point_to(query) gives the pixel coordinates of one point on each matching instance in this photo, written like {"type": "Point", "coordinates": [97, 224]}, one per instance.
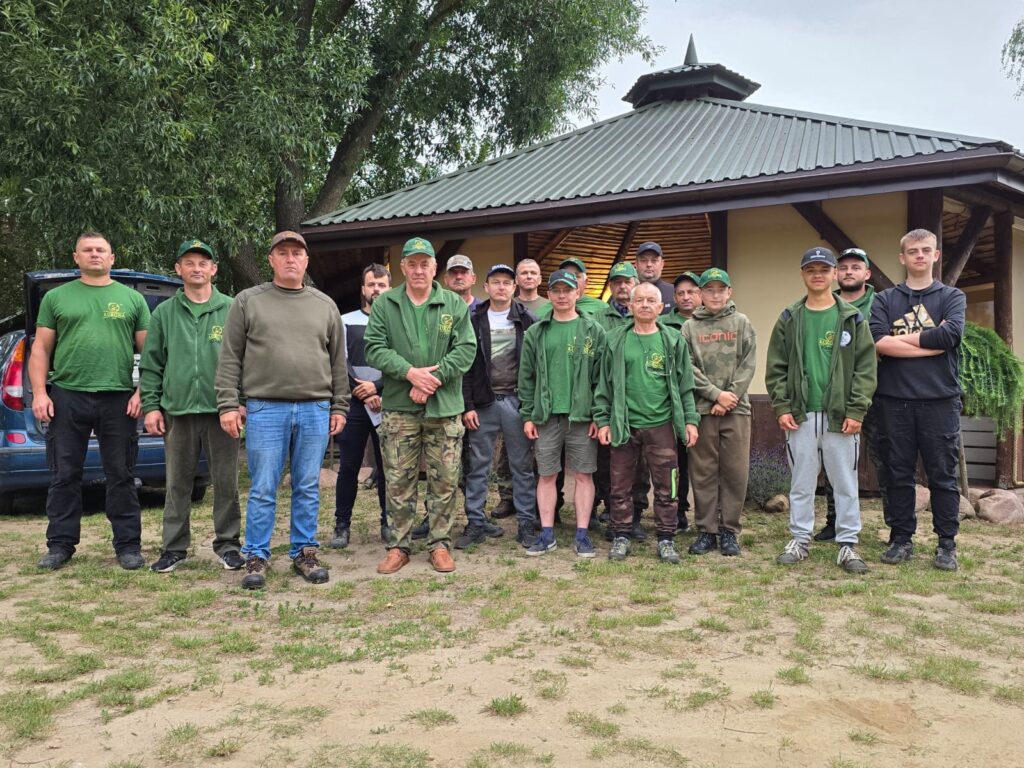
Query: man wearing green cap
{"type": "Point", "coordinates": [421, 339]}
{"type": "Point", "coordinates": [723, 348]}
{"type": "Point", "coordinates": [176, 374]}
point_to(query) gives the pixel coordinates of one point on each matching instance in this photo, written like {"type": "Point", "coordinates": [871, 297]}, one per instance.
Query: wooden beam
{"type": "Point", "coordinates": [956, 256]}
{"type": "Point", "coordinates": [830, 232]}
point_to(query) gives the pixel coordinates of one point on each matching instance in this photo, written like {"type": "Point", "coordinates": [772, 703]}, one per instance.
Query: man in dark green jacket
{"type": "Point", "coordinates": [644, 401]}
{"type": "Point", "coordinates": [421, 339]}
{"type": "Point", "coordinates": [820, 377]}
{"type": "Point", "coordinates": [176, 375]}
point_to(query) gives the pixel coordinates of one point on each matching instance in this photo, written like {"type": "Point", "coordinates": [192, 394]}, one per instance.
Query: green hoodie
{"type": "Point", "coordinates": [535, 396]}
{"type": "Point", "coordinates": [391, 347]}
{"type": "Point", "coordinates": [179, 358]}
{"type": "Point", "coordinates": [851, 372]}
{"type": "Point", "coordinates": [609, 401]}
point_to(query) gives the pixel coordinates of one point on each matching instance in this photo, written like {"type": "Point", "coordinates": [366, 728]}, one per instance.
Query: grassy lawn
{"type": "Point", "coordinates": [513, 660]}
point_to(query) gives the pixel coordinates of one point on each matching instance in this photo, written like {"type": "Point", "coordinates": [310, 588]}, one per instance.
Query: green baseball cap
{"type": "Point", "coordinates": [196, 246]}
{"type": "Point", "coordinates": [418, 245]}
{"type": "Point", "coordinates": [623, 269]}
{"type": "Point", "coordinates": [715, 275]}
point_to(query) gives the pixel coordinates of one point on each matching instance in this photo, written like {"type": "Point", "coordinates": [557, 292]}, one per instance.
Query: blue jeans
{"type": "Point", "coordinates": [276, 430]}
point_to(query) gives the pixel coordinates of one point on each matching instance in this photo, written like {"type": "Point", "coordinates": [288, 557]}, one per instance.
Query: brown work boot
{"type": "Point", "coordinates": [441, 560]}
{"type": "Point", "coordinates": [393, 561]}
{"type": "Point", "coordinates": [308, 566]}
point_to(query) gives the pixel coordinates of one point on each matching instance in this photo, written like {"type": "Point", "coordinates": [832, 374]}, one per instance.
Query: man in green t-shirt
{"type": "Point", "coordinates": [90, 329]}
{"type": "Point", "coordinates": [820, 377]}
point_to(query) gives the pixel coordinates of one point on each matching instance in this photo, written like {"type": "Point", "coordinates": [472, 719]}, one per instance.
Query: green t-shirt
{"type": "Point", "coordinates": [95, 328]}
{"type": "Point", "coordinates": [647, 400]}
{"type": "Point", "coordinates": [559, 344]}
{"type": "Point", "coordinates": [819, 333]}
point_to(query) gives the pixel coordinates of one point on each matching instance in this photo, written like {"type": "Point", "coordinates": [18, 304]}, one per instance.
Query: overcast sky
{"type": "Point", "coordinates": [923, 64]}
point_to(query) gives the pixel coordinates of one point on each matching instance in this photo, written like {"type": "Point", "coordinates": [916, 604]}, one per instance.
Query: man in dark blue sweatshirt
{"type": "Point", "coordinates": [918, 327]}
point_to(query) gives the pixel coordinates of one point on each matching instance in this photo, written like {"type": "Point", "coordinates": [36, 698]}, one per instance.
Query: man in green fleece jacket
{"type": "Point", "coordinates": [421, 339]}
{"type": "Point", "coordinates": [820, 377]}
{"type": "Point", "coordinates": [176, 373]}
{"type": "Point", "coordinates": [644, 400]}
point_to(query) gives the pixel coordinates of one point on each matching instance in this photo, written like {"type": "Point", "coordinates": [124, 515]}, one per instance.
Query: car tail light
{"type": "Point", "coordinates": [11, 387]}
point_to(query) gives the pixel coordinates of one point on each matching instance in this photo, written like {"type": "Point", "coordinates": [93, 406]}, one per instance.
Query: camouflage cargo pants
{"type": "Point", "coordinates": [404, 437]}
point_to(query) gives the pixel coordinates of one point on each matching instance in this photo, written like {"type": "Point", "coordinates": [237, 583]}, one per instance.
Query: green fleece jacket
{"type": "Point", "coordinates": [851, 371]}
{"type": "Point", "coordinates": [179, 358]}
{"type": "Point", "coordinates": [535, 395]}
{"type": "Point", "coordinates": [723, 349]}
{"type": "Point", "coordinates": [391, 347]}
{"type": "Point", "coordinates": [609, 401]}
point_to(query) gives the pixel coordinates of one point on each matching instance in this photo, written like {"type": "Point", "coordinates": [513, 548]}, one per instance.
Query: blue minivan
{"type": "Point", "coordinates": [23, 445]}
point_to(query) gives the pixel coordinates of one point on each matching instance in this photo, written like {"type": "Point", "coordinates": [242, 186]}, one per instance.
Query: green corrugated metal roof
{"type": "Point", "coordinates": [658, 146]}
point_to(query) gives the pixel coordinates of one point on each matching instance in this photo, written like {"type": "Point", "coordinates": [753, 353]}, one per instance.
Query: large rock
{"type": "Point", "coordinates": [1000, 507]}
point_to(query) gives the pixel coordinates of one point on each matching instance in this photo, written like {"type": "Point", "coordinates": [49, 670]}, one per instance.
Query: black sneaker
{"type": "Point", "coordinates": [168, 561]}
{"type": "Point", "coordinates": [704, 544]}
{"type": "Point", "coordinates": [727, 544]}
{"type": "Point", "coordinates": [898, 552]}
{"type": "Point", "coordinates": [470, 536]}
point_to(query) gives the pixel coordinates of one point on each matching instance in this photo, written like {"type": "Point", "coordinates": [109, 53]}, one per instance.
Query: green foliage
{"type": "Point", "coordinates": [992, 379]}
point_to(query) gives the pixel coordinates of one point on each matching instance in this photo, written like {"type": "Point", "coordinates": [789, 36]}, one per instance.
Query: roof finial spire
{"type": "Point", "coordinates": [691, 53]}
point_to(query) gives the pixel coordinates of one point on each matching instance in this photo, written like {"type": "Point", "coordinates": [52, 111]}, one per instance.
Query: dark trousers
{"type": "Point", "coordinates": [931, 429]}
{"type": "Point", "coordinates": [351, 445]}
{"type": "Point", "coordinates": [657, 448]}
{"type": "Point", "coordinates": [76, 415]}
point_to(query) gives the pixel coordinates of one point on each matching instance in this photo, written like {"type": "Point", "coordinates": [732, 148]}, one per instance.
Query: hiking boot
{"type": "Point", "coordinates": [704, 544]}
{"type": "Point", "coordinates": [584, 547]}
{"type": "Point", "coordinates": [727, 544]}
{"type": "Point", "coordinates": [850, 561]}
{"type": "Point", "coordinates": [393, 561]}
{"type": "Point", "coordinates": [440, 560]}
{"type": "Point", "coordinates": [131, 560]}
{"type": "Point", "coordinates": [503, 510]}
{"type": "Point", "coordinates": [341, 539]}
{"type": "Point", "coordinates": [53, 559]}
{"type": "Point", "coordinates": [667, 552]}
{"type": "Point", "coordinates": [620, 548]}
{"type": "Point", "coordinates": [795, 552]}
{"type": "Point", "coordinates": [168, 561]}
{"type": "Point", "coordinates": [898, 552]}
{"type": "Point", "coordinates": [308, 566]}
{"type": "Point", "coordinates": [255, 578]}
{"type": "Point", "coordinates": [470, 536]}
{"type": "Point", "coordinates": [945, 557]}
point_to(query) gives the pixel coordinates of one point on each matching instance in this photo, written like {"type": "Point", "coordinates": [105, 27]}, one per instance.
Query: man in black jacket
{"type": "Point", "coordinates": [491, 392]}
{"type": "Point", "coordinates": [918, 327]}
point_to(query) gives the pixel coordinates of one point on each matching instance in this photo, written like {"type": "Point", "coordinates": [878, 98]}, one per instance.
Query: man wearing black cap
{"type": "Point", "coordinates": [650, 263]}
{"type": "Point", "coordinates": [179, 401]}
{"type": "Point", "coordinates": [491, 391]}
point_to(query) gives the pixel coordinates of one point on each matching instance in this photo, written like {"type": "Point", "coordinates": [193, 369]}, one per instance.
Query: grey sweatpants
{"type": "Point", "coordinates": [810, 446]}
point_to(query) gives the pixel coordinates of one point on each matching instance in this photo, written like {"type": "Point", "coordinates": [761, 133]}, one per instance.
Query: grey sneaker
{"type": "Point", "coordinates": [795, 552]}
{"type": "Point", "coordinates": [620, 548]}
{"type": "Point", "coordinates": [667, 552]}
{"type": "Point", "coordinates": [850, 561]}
+++
* **Problem description**
Nothing before the line containing "Query: grey sweatpants" should be repeated; repeat that line and all later lines through the end of the data above, exactly.

* **Result of this exercise**
Query: grey sweatpants
{"type": "Point", "coordinates": [810, 446]}
point_to(query) gives the pixel coordinates of one point on each matching instance in this photo, written like {"type": "Point", "coordinates": [761, 133]}, one per instance.
Query: grey sneaker
{"type": "Point", "coordinates": [795, 552]}
{"type": "Point", "coordinates": [620, 548]}
{"type": "Point", "coordinates": [667, 552]}
{"type": "Point", "coordinates": [850, 561]}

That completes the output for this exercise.